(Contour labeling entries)
----
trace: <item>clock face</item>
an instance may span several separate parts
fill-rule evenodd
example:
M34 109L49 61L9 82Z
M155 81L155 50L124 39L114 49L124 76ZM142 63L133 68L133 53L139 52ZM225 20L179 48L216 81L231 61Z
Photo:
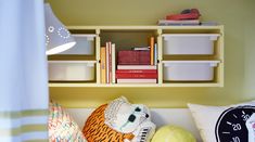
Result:
M247 105L225 111L216 124L217 142L248 142L245 122L253 113L255 113L255 106Z

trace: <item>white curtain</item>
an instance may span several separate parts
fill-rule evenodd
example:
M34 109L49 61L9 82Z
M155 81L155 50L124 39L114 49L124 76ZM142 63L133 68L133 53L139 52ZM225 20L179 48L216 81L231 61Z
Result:
M48 141L43 0L0 0L0 142Z

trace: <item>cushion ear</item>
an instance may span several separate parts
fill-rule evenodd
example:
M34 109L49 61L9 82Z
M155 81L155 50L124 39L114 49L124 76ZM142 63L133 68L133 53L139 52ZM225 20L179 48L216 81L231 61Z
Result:
M49 141L87 142L76 121L53 101L50 101L48 119Z
M199 104L188 104L188 106L204 142L227 142L233 139L240 142L247 141L245 121L255 113L254 101L229 106Z

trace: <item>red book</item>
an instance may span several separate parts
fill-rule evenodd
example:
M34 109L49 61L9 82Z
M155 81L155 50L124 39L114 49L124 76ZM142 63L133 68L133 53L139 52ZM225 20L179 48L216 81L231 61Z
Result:
M119 65L150 65L150 51L118 51Z
M116 78L157 78L156 73L116 73Z
M117 69L116 73L157 73L156 69Z

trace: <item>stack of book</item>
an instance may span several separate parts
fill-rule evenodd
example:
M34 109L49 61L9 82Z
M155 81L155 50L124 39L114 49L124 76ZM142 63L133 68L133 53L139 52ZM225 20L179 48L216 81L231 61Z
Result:
M117 83L156 83L156 65L117 65Z
M115 43L101 47L100 59L101 83L115 83Z
M200 20L160 20L157 23L158 26L196 26L200 25Z
M154 37L150 38L150 47L118 51L117 83L156 83L156 59L157 48Z

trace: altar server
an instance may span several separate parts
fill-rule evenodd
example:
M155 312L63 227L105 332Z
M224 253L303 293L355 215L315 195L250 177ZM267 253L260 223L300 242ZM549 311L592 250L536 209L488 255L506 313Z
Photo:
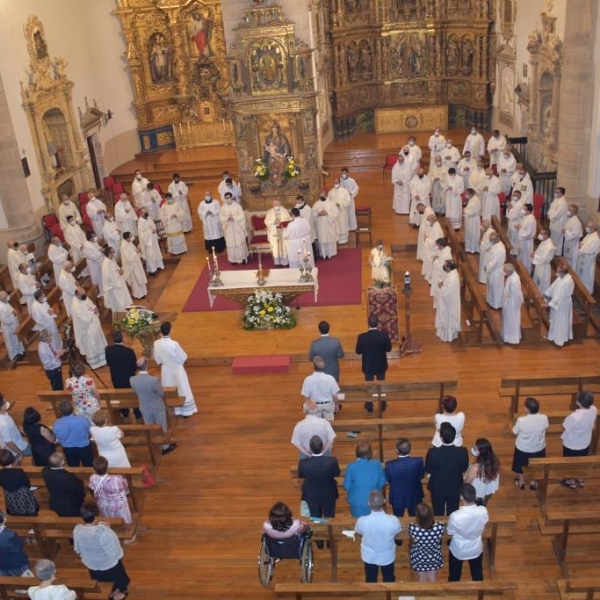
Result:
M161 365L161 384L163 387L177 387L177 393L184 398L183 405L175 408L175 414L186 418L198 412L194 394L190 387L184 364L187 354L183 348L171 339L171 323L165 321L160 326L162 337L154 342L154 360Z

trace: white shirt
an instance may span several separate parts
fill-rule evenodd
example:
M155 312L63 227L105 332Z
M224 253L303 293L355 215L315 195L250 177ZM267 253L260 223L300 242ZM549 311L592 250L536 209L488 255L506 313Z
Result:
M543 450L549 425L548 417L540 413L519 417L513 427L513 433L517 436L517 450L527 453Z
M356 533L362 535L360 557L372 565L389 565L396 560L394 538L402 531L402 525L394 515L382 510L371 511L360 517L354 526Z
M592 441L598 409L592 404L589 408L574 410L563 421L563 446L569 450L584 450Z
M483 552L481 534L490 517L485 506L461 506L448 517L450 552L459 560L477 558Z

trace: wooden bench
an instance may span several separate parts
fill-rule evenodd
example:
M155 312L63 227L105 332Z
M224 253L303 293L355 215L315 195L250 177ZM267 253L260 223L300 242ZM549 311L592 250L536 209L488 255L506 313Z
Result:
M524 469L529 479L537 481L536 495L545 516L548 484L565 478L600 479L600 456L532 458Z
M571 408L575 407L577 392L586 389L600 391L600 375L581 375L576 377L503 377L498 387L501 398L510 398L509 414L516 415L521 398L528 396L571 396ZM544 412L544 411L542 411Z
M112 591L112 583L100 582L90 579L89 573L83 570L81 575L63 576L62 569L58 574L55 585L66 585L70 590L77 594L78 600L105 600ZM23 577L0 577L0 598L26 598L23 594L17 593L17 590L27 589L32 585L38 585L39 581L35 578Z
M431 381L419 383L377 383L354 386L344 386L341 392L345 394L344 404L373 402L376 404L377 416L382 418L382 402L388 407L394 402L421 402L437 400L437 412L442 412L444 396L456 389L457 381Z
M296 600L303 598L349 598L369 597L385 598L397 597L422 597L422 596L477 596L483 600L486 594L496 596L505 591L515 590L516 583L507 581L456 581L438 583L395 582L395 583L365 583L364 581L349 581L347 583L276 583L275 595L277 597L294 597Z
M435 517L436 521L447 522L446 517ZM412 517L400 519L402 523L402 532L408 532L408 526L414 522ZM498 526L500 524L512 525L516 523L516 517L513 513L491 513L483 532L484 554L487 558L490 569L495 568L496 544L498 540ZM354 517L335 517L324 519L324 522L310 521L309 525L313 532L314 540L327 541L331 559L331 579L337 581L338 572L338 544L340 541L348 541L348 538L342 533L344 530L353 530L356 524ZM399 534L401 536L402 534ZM408 534L407 534L408 535ZM399 537L397 536L397 537ZM446 537L447 534L445 533ZM406 544L408 547L408 544ZM408 560L408 550L406 551L406 560Z
M585 594L585 600L594 600L596 592L600 592L600 577L570 577L556 582L562 600L572 596L568 594Z
M42 476L42 470L44 467L37 467L34 465L22 465L21 468L25 474L31 480L32 485L38 487L46 487L46 482ZM69 473L77 475L87 487L90 475L93 475L94 469L91 467L66 467ZM129 485L129 497L131 499L131 508L133 512L139 512L141 508L140 497L139 497L139 484L142 476L142 470L140 467L112 467L109 470L111 475L122 475L127 480ZM135 479L134 479L135 478Z
M102 517L100 520L110 524L119 539L129 540L135 535L136 519L129 526L120 517ZM82 523L81 517L59 517L49 510L41 510L35 517L10 516L11 529L22 535L34 536L41 555L49 560L52 560L60 550L58 540L72 538L73 528ZM29 533L32 530L33 533Z

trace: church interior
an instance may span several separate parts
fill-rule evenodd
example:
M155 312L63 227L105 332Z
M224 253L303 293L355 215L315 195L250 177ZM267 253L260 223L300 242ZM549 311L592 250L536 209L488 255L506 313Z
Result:
M524 303L520 343L504 343L505 315L486 303L486 286L477 279L479 254L465 252L463 228L455 231L440 216L461 284L460 333L448 343L436 335L430 286L416 256L421 230L393 208L394 167L410 138L422 150L420 165L427 173L434 130L462 153L476 128L486 148L498 130L531 179L536 235L550 224L557 187L578 207L581 238L586 225L600 226L595 0L0 0L0 9L0 288L10 294L24 346L23 356L11 356L3 337L0 392L16 402L11 415L19 426L28 406L51 426L58 399L70 394L50 392L37 354L39 332L4 266L7 247L27 245L33 263L47 269L46 297L59 321L68 323L47 259L51 236L62 237L62 199L81 209L82 227L92 231L85 213L90 191L108 214L122 193L134 199L138 170L161 201L174 173L189 188L187 251L168 252L170 230L158 232L164 269L148 277L147 293L135 304L172 321L172 338L187 354L198 412L169 418L169 440L177 447L166 456L149 430L135 429L142 425L115 423L124 428L132 465L127 477L135 540L123 546L129 597L600 595L598 423L589 455L568 471L585 479L585 487L561 485L569 460L562 457L563 419L581 389L600 402L598 252L591 259L591 289L567 257L557 253L552 262L552 279L564 264L575 281L573 335L562 347L547 339L547 298L531 269L507 254L520 274ZM486 167L493 162L487 150L483 160ZM359 186L353 198L358 222L347 241L339 241L337 256L311 268L300 262L300 271L276 266L281 247L276 251L267 235L253 241L266 231L265 213L274 201L291 211L298 195L313 206L324 190L326 195L334 188L342 169ZM239 184L250 251L244 265L211 250L197 212L207 194L221 200L224 172ZM504 212L492 221L508 245ZM383 289L374 285L371 272L371 250L379 240L391 258L391 281ZM308 248L302 252L307 261L310 240ZM78 275L85 266L82 259ZM264 273L268 289L269 278L293 271L299 273L293 284L280 291L295 326L246 327L244 303L254 285L236 286L236 278ZM298 282L299 277L304 279ZM111 311L89 278L80 281L91 286L88 298L98 306L112 344L124 313ZM355 352L372 312L379 312L392 339L385 414L363 409L375 388L365 382ZM487 505L484 582L470 583L465 566L462 582L448 583L444 543L438 583L419 584L408 556L412 518L405 516L396 583L364 584L360 538L341 533L353 529L354 519L340 477L332 526L314 523L312 583L300 582L298 561L281 560L272 582L261 585L257 557L269 509L282 500L299 516L298 452L290 439L304 416L300 390L313 372L308 351L321 321L330 323L345 351L339 383L346 400L333 421L332 451L342 470L355 460L360 440L388 461L396 458L397 439L408 437L412 455L424 457L444 394L455 396L466 415L464 447L478 438L492 443L501 464L500 487ZM125 343L138 356L151 355L156 337L154 328L150 338L126 335ZM161 366L152 358L149 364L150 374L160 378ZM65 378L68 369L65 357ZM88 374L101 393L113 387L107 366ZM527 474L538 480L536 490L519 489L511 471L512 426L528 396L540 401L550 419L547 458ZM120 396L113 402L115 397ZM175 392L173 397L180 399ZM110 394L102 398L111 408ZM121 406L128 405L124 402ZM118 421L117 409L113 404ZM39 468L30 458L24 465L39 486L40 516L9 515L7 526L23 537L35 530L37 540L25 546L31 563L51 558L57 581L71 582L78 597L107 597L106 587L90 585L69 544L69 522L61 524L62 517L49 511ZM151 486L142 465L155 480ZM91 469L76 472L87 484ZM130 531L118 523L115 530L130 541ZM315 541L326 544L318 548ZM23 597L5 579L0 576L0 595Z

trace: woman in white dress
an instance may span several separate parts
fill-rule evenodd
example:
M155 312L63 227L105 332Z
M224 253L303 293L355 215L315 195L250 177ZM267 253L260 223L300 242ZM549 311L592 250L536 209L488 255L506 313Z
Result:
M485 506L500 487L500 460L486 438L478 438L471 448L475 462L467 469L464 482L476 492L477 504Z
M108 411L99 410L92 417L94 424L90 427L90 435L98 454L104 456L109 467L131 467L125 447L121 443L123 432L116 425L107 425Z
M435 435L431 440L432 446L439 448L442 445L440 437L440 427L442 423L450 423L456 429L456 437L454 438L455 446L462 446L462 430L465 426L465 413L455 412L458 402L454 396L444 396L442 400L442 410L444 412L437 413L435 419Z

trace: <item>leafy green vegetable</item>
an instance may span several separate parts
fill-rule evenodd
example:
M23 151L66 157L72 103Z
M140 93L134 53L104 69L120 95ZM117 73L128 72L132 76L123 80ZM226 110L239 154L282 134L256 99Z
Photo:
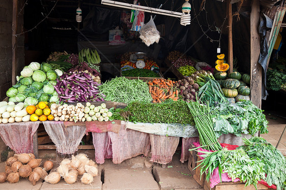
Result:
M250 158L265 164L267 183L276 185L277 190L285 189L286 160L282 153L261 137L243 139L243 142L244 145L239 148L244 150Z

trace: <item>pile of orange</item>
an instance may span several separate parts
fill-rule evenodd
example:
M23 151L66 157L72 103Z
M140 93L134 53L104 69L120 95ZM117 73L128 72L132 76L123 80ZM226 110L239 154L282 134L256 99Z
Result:
M26 111L31 114L30 120L36 121L38 120L44 121L47 120L51 121L54 117L51 114L51 110L46 102L40 102L36 106L28 106L26 108Z

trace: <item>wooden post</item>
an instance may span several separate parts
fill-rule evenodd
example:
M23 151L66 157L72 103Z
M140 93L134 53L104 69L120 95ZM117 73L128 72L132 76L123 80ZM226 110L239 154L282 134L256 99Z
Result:
M18 0L13 0L13 17L12 20L12 84L16 83L17 75L17 25L18 21Z
M231 0L227 0L227 10L228 19L228 52L227 53L227 62L230 65L230 70L228 73L232 73L233 70L233 11L232 9L232 4L231 3Z
M252 103L261 108L262 68L258 62L260 53L258 32L260 11L259 0L252 0L250 14L250 96Z

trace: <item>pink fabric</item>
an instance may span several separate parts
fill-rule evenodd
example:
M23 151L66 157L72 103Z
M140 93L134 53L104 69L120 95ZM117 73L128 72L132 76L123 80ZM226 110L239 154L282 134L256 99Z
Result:
M151 162L167 164L172 161L180 137L150 134L152 156Z
M149 134L120 129L119 133L108 132L112 142L112 162L120 164L140 154L147 156L150 148Z
M95 162L102 164L105 159L112 158L112 144L108 133L92 132L93 145L95 150Z
M180 160L181 163L184 163L185 161L189 159L190 155L189 149L191 144L199 140L198 137L183 138L182 141L182 153L181 153L181 159Z
M112 132L118 133L121 127L124 127L120 120L115 120L112 121L85 121L87 132L105 133Z
M33 136L39 124L39 121L0 124L0 136L16 153L34 153Z

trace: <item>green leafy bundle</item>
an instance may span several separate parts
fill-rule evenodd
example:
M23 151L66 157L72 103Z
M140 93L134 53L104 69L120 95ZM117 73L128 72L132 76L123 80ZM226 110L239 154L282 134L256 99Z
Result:
M208 181L214 170L218 167L221 180L222 173L227 173L233 179L239 178L245 182L245 186L253 184L255 188L258 181L265 178L264 164L259 160L251 159L243 150L227 150L223 148L215 152L198 151L205 157L196 167L201 167L201 175L205 173Z
M286 73L274 69L268 70L266 73L266 88L279 91L281 85L286 83Z
M133 102L124 109L111 110L111 119L134 122L194 124L187 103L167 100L160 103Z
M286 189L286 160L281 152L261 137L243 139L244 145L239 148L247 152L251 159L260 160L265 164L264 170L269 185L274 184L277 189Z
M249 101L238 102L235 104L222 103L211 108L217 137L228 133L237 136L248 133L253 135L259 131L262 134L268 133L268 121L262 112Z

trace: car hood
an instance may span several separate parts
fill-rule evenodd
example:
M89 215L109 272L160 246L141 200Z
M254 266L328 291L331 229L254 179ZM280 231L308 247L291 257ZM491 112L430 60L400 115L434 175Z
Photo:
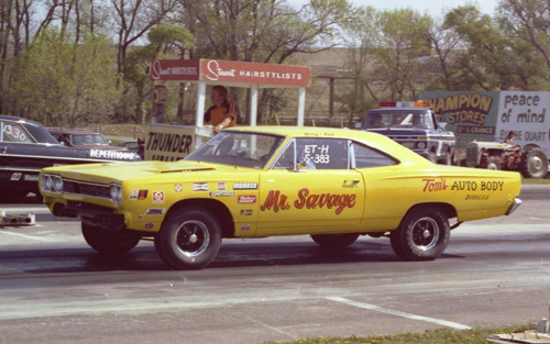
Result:
M150 182L162 182L170 179L182 180L191 179L201 171L218 171L227 170L252 170L250 168L240 168L234 166L218 165L211 163L200 162L134 162L134 163L102 163L102 164L87 164L75 166L61 166L44 169L46 173L61 174L65 178L77 179L90 182L122 182L132 179L147 179ZM256 171L257 173L257 171ZM188 176L186 174L189 174ZM184 177L185 176L185 177ZM201 174L201 177L204 174ZM218 177L219 178L219 177ZM198 180L198 179L197 179ZM145 180L144 180L145 181ZM183 180L182 180L183 181Z
M427 130L418 127L380 127L380 129L367 129L367 132L378 133L386 136L415 136L415 135L426 135Z

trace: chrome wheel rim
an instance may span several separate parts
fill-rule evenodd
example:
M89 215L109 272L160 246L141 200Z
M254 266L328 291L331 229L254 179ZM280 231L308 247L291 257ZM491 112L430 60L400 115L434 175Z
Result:
M538 157L538 156L531 157L529 159L528 166L529 166L529 171L531 173L531 175L538 176L538 175L542 174L542 159L540 157Z
M185 221L175 231L177 251L189 258L205 253L210 243L210 234L205 223L196 220Z
M431 218L421 218L413 225L413 244L420 251L433 248L439 241L439 225Z

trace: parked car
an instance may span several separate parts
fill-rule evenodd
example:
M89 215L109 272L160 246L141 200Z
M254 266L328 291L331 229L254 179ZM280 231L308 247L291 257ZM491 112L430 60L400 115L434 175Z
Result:
M68 147L80 148L97 148L102 149L123 149L121 147L111 146L110 142L100 133L96 133L85 129L54 129L48 127L47 131L61 144Z
M117 147L123 147L127 148L130 152L138 153L138 148L140 147L140 144L138 143L138 140L129 140L121 142L117 145Z
M457 140L446 125L426 100L385 101L367 112L363 130L386 135L430 162L451 165Z
M98 162L140 160L128 151L67 147L40 123L0 115L0 200L13 201L38 192L43 167Z
M79 215L92 248L153 237L176 269L208 265L223 237L295 234L329 249L388 236L404 259L436 259L460 223L510 214L520 185L518 173L436 165L375 133L282 126L228 129L173 163L41 173L52 213Z

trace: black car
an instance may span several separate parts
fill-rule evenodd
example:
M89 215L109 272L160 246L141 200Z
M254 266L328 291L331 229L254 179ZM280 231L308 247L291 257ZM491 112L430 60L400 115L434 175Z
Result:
----
(PROBLEM)
Repeat the part of the entries that opens with the line containing "trace: woman in white dress" and closes with the line containing "M435 435L431 440L432", copying each line without change.

(FINISHED EXERCISE)
trace: woman in white dress
an instance may span several separate parts
fill-rule evenodd
example:
M155 312L63 227L105 332Z
M224 253L303 293L355 215L315 195L250 177ZM267 253L260 223L300 242ZM549 311L592 250L536 209L488 255L506 313Z
Result:
M485 506L500 487L500 460L486 438L478 438L471 448L475 462L467 469L464 482L476 492L477 504Z
M108 411L99 410L92 417L94 424L90 427L90 435L98 454L104 456L109 467L131 467L125 447L121 443L123 432L116 425L107 425Z
M435 435L431 440L432 446L439 448L442 445L440 437L440 427L442 423L450 423L456 429L456 437L454 438L455 446L462 446L462 430L465 426L465 413L455 412L458 402L454 396L444 396L442 400L442 410L444 412L437 413L435 419Z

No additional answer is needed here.